#### Task statement
Could you copy the rows word for word, from the line containing "Is there any car" through the line containing "[353,219,582,237]", with both of those lines included?

#### Records provided
>>

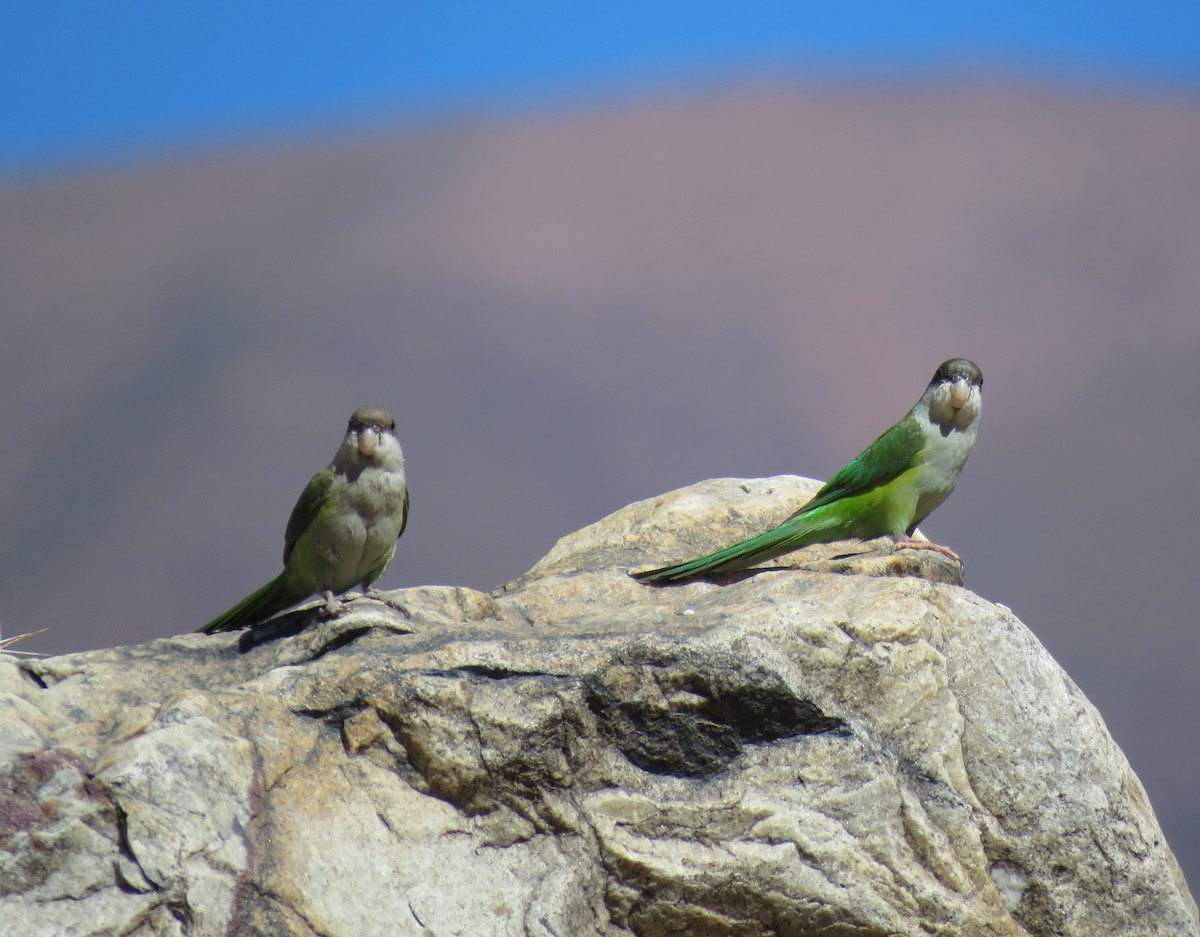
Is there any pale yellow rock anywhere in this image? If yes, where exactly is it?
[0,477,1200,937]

<<
>>

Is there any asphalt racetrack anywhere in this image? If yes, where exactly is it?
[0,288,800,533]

<<
>>

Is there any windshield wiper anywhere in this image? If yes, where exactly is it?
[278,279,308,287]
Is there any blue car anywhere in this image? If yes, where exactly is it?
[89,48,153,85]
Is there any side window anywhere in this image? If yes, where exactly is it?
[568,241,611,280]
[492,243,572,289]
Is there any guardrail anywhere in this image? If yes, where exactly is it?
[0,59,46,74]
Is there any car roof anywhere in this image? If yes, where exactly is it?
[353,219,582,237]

<<

#### Completed task
Is there any car roof anywhere in this image? If yes, where exactly is it?
[353,219,582,237]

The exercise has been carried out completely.